**TEXTE FOURNI:**
"""
Nullité des clauses de départ fautif (bad leaver) dans les plans de stock options

Une récente décision de la Cour de Cassation remet en cause la validité des clauses interdisant aux salariés d'exercer leurs options en cas de licenciement pour faute.

« La privation de la faculté de lever les options en cas de licenciement pour faute grave constitue une sanction pécuniaire prohibée qui ne pouvait être prévue par le plan de stock option ». Par ces quelques mots, la chambre sociale de la Cour de cassation vient mettre à mal les clauses dites de départ fautif prévues dans les plans de stock options attribués aux salariés ainsi que dans les « management package », qui constituent l'un des piliers essentiels des opérations de capital investissement (intéressement des salariés clés de la société cible).

 

Les clauses dites de départ fautif (plus communément désignées par les praticiens sous le vocable anglo saxon de clauses de « bad leaver ») sont toutes les clauses interdisant au salarié de lever une option sur des actions - alors même que la période prévue de levée de l'option est ouverte - dès lors qu'il est sous le coup d'un licenciement pour faute grave ou lourde.

 

La chambre sociale de la Cour de cassation vient de décider (arrêt du 21 octobre 2009) que ce type de clauses, très usuelles, constitue une sanction financière interdite selon l'article L. 1331-2 du code du travail.
"""
**DONNÉES PRÉSENTÉES:**
"""
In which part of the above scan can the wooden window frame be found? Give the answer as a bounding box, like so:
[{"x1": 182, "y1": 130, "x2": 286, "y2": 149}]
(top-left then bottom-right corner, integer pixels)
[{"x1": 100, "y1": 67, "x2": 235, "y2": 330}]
"""
D'après le texte fourni, en vertu de quel article du code du travail la Cour de cassation juge-t-elle interdite la sanction financière créée par les clauses de départ fautif ?

L'article L. 1331-2 du code du travail.